*** MATERIAL EXTRAÍDO ***
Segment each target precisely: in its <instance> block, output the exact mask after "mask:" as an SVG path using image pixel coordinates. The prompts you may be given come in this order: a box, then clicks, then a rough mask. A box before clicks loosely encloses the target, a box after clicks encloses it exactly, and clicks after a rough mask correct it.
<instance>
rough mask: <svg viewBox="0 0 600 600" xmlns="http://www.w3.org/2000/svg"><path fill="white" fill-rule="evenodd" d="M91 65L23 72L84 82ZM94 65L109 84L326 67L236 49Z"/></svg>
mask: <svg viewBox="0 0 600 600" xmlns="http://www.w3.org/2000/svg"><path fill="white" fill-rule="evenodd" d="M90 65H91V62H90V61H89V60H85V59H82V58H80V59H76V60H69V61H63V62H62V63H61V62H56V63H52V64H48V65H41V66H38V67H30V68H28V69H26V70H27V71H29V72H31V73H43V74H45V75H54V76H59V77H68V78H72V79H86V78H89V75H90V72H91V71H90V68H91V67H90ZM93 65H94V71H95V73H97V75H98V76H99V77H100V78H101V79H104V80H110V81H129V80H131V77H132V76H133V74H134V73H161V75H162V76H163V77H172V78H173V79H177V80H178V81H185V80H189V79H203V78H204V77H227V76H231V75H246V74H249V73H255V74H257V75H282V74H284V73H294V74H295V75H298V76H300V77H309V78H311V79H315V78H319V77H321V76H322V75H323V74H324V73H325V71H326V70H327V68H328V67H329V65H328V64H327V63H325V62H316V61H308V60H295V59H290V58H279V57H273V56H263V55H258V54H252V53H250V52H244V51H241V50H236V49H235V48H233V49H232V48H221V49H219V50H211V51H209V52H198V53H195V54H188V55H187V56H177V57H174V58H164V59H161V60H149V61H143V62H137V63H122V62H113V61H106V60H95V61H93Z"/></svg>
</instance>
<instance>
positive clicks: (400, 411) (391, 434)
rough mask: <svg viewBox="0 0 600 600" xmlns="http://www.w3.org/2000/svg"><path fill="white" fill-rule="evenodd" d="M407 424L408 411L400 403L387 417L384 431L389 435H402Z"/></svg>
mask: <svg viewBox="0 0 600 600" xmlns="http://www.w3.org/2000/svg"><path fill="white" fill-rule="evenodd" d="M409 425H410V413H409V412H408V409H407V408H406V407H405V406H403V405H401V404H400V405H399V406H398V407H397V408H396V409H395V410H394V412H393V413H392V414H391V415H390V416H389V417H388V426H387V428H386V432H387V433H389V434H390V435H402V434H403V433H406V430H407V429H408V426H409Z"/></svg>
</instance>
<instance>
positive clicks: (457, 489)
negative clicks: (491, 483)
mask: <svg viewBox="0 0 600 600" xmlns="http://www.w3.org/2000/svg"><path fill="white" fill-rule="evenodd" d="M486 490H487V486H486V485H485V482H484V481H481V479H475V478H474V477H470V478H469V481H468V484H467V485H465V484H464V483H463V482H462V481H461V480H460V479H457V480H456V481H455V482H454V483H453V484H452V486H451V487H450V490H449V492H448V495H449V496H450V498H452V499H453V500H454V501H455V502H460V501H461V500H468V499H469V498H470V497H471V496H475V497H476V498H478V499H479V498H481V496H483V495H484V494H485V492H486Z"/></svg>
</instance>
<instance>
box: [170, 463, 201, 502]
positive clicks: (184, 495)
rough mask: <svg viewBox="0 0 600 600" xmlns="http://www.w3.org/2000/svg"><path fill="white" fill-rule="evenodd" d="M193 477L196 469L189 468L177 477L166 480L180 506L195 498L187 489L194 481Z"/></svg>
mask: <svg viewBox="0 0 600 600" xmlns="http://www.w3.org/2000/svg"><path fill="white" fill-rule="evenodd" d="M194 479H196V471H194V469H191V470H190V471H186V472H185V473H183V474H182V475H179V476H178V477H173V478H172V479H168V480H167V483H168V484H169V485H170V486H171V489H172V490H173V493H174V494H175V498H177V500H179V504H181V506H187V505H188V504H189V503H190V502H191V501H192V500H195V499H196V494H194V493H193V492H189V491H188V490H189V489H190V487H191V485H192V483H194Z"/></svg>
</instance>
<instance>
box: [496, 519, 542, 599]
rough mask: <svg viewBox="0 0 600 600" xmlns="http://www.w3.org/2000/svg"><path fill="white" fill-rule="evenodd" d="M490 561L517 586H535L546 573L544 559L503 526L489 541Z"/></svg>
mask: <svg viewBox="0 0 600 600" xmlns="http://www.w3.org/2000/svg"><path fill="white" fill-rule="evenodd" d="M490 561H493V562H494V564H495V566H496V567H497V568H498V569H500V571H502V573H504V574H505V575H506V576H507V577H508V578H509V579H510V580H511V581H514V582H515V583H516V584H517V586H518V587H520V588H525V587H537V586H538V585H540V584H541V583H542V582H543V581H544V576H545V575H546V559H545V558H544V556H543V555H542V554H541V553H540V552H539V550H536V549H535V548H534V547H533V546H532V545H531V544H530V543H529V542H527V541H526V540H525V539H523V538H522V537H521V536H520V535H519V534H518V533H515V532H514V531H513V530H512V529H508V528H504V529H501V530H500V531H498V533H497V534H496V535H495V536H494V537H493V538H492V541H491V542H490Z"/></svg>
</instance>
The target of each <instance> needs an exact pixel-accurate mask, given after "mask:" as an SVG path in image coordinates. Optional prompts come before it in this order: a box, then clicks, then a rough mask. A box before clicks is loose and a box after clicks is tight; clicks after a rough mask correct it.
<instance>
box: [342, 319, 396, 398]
***
Apresente como tabela Markdown, com as colunas "Número" e "Linha", tudo desde o início do material até a linha que contém "65L23 72L84 82ZM94", inclusive. Deixe de fora as linhas em branco.

| Número | Linha |
|---|---|
| 1 | Segment each target precisely: in its <instance> block, output the exact mask after "mask:" as an SVG path using image pixel coordinates. The prompts you may be given come in this order: a box, then clicks, then a rough mask. A box before clicks loosely encloses the target, a box after clicks encloses it exactly, and clicks after a rough mask correct it. |
| 2 | <instance> |
| 3 | rough mask: <svg viewBox="0 0 600 600" xmlns="http://www.w3.org/2000/svg"><path fill="white" fill-rule="evenodd" d="M91 65L23 72L84 82ZM94 65L109 84L326 67L236 49Z"/></svg> |